- [TEXT BLOCK]:
==============================

Let my mother go

Michael Wolff has stood by while doctors keep his mother alive, despite the fact that she has severe dementia. Here, in this provocative and heartbreaking plea, he reveals why our obsession with longevity is making old age a living hell.

Michael Wolff in The Guardian:

Wolff-008On the way to visit my mother one recent rainy afternoon, I stopped in, after quite some constant prodding, to see my insurance salesman. He was pressing his efforts to sell me a long-term-care policy with a pitch about how much I'd save if I bought it now, before the rates were set to precipitously rise. I am, as my insurance man pointed out, a “sweet spot” candidate. Not only do I have the cash (though not enough to self-finance my decline) but a realistic view: like so many people in our 50s – in my experience almost everybody – I have a parent in an advanced stage of terminal breakdown.

==============================

- [RECORDED DATA]:
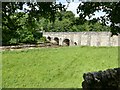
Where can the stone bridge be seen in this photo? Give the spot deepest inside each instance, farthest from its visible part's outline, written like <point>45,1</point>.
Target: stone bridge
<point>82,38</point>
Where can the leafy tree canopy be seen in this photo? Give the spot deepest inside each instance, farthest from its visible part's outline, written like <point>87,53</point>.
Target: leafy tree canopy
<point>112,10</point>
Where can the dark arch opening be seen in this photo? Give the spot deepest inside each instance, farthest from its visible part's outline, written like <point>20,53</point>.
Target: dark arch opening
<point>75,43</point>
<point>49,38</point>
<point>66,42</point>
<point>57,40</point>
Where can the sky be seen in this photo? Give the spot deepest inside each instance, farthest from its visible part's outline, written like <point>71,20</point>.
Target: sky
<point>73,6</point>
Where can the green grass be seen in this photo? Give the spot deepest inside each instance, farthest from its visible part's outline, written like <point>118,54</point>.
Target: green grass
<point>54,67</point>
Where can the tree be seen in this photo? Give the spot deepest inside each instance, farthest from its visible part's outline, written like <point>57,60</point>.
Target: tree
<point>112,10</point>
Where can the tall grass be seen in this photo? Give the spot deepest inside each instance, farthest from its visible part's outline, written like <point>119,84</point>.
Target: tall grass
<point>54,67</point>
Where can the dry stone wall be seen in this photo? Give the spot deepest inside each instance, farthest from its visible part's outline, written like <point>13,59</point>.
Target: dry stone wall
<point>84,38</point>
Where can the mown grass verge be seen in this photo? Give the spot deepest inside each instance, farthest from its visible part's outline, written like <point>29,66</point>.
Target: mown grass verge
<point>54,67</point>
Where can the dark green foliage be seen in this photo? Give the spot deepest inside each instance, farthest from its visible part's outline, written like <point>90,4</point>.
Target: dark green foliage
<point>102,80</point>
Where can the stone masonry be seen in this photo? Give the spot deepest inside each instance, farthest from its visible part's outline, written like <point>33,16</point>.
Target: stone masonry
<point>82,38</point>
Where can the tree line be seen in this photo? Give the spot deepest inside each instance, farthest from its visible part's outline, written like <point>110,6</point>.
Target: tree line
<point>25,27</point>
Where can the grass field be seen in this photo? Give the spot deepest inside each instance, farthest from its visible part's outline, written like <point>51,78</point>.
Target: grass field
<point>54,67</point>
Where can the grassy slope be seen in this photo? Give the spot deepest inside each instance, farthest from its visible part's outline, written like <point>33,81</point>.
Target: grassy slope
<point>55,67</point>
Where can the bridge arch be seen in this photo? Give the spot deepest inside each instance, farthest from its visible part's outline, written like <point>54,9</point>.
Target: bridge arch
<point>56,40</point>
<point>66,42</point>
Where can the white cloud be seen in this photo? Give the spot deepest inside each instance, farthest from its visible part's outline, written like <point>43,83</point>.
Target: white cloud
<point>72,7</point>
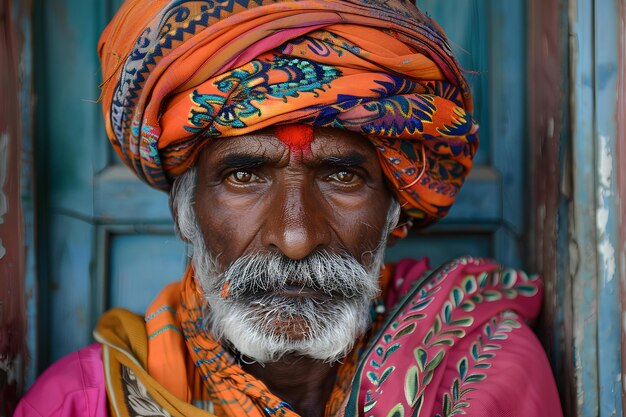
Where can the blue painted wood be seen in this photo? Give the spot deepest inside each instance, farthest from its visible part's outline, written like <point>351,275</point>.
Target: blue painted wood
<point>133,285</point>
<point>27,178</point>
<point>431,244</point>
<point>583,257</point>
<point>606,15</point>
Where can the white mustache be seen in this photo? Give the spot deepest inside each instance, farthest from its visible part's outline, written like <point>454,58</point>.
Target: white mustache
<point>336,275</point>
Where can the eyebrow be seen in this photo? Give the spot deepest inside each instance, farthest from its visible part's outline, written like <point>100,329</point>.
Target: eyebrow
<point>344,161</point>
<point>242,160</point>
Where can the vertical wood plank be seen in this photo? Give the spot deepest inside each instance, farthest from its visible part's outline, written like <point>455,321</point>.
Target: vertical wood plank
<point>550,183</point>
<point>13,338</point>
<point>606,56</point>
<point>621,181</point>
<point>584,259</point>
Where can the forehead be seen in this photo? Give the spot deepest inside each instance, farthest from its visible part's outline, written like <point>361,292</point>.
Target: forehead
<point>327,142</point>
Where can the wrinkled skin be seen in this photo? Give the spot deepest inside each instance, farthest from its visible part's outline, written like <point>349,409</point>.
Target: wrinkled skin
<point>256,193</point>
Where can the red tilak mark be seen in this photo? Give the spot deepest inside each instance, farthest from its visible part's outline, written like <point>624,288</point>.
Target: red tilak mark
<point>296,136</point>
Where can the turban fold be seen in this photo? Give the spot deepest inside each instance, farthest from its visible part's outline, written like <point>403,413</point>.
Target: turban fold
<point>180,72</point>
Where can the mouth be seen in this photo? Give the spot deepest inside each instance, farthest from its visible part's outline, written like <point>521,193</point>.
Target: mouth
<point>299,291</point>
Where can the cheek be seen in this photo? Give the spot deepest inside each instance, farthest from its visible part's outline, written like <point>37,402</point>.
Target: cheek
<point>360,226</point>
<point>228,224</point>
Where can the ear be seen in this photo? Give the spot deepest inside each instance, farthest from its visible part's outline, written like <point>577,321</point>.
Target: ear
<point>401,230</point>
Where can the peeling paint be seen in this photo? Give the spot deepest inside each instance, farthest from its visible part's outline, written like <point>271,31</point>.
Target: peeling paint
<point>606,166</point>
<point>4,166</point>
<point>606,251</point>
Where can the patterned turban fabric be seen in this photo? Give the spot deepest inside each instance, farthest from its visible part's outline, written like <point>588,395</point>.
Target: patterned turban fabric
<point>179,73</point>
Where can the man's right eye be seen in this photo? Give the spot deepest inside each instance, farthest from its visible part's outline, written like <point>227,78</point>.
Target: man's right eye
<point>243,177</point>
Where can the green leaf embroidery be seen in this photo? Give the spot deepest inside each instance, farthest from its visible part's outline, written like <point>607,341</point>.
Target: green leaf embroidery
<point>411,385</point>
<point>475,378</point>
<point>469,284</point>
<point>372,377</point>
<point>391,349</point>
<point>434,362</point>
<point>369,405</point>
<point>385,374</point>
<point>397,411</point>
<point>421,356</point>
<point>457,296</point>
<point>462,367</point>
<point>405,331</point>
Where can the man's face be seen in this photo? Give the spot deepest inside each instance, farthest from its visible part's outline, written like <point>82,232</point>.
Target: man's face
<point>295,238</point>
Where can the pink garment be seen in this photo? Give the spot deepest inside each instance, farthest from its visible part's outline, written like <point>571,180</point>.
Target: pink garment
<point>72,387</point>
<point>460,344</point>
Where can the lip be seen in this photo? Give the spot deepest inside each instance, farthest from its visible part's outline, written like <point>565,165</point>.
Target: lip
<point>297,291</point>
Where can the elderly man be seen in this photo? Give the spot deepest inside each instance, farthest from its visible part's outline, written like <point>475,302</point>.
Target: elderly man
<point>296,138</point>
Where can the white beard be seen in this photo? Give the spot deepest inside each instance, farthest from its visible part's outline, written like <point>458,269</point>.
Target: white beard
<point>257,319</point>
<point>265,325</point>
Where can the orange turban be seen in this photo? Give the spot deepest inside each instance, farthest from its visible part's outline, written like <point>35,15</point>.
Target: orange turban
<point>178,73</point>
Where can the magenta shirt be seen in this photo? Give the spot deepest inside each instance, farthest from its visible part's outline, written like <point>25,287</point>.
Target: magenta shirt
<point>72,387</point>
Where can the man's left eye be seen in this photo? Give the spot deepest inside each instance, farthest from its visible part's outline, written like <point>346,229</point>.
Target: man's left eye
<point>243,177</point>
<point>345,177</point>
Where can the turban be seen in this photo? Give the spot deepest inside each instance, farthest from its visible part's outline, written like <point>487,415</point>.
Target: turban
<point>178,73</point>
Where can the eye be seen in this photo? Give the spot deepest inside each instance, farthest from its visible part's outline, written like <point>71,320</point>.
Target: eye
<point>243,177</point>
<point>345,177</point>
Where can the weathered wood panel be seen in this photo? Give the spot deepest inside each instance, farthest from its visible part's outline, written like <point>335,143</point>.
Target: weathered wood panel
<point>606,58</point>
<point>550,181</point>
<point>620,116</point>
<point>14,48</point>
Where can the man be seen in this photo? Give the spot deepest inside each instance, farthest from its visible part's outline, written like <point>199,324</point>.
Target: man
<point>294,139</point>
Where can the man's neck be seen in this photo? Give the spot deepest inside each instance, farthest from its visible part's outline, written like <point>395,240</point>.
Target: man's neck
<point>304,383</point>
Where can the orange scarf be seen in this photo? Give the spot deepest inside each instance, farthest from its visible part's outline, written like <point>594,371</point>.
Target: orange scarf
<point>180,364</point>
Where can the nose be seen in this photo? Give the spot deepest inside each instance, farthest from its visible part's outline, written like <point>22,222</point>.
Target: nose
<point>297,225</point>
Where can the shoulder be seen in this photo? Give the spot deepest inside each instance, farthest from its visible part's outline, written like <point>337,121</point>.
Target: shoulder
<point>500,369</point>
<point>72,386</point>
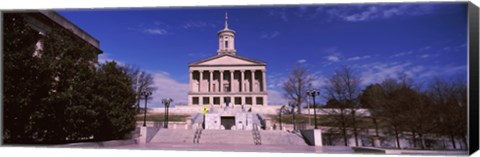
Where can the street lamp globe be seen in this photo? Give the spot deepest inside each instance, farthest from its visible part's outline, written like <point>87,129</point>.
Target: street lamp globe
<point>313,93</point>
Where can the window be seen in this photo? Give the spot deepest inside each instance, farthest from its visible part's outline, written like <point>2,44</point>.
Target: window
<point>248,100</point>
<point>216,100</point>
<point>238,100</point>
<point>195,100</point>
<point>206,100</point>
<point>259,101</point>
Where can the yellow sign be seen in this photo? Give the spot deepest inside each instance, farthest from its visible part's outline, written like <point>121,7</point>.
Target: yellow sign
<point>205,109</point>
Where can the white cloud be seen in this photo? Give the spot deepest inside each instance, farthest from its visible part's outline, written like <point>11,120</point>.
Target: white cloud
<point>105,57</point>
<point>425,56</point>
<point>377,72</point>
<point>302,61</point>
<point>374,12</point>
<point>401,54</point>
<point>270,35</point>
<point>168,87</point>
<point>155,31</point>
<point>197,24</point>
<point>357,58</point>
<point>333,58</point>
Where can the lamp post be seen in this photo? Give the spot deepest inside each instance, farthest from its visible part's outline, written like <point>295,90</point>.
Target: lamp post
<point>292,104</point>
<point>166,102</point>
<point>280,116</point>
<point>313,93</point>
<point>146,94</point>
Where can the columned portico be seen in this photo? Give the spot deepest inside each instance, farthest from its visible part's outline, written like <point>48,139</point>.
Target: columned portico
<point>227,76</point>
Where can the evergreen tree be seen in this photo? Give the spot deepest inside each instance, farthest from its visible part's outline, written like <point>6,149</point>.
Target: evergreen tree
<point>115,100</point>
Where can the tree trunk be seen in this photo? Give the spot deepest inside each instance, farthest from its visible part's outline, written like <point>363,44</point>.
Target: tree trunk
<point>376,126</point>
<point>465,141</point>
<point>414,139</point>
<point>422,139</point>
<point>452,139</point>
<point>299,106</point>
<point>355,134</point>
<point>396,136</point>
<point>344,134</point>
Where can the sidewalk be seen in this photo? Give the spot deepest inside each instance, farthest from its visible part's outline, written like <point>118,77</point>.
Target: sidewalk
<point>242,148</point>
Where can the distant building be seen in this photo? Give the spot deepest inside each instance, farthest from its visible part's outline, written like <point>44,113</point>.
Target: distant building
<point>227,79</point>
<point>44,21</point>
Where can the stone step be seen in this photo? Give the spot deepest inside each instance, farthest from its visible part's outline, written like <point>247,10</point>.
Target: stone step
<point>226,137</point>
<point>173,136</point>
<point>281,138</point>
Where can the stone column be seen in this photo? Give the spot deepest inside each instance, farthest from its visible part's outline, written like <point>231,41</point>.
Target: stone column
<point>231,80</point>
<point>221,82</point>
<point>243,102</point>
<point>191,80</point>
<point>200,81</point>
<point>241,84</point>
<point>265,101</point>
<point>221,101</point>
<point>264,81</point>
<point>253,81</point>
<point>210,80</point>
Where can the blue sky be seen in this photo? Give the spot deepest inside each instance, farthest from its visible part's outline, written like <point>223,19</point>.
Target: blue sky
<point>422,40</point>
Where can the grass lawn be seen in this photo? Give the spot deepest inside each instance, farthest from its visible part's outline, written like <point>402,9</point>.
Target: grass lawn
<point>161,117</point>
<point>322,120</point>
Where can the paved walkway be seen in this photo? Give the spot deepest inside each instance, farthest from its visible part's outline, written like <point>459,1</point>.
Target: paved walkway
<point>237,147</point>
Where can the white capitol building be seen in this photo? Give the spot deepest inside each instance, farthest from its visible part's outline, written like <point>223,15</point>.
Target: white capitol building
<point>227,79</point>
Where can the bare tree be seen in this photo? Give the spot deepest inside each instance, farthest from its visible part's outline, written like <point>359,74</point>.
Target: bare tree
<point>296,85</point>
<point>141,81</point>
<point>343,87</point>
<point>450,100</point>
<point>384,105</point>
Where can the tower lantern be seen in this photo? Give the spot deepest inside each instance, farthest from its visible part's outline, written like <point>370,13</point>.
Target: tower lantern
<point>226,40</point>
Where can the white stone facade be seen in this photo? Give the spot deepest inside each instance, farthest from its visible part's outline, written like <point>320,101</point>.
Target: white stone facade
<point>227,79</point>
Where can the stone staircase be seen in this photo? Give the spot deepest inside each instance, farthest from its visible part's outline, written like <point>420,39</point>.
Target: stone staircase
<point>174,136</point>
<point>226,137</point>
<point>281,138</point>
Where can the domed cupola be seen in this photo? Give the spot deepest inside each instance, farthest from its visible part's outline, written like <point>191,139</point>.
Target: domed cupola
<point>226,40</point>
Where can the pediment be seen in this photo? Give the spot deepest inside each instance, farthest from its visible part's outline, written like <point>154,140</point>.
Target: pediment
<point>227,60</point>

==============================

- [TASK STATEMENT]:
Continue the essay about keeping the writer's mother alive through severe dementia, starting after its final sentence. The records come from a source separate from the essay.

- [YOUR RESPONSE]:
I didn't need to be schooled in the realities of long-term care: the costs for my mother, who is 86 and who, for the past 18 months, has not been able to walk, talk or to address her most minimal needs and, to boot, is absent a short-term memory, come in at about $17,000 a month. And while her insurance hardly covers all of that, I'm certainly grateful she had the foresight to carry such a policy. (Although the carrier has never paid on time and all payments involve hours of being on hold with its invariably unhelpful helpline operators – and please fax them, don't email.) My three children deserve as much.

And yet, on the verge of writing the cheque, I backed up.

What I feel most intensely when I sit by my mother's bed is a crushing sense of guilt for keeping her alive. Who can accept such suffering – who can so conscientiously facilitate it?

“Why do we want to cure cancer? Why do we want everybody to stop smoking? For this?” wailed a friend of mine with two long-ailing and yet tenacious in-laws.

More here.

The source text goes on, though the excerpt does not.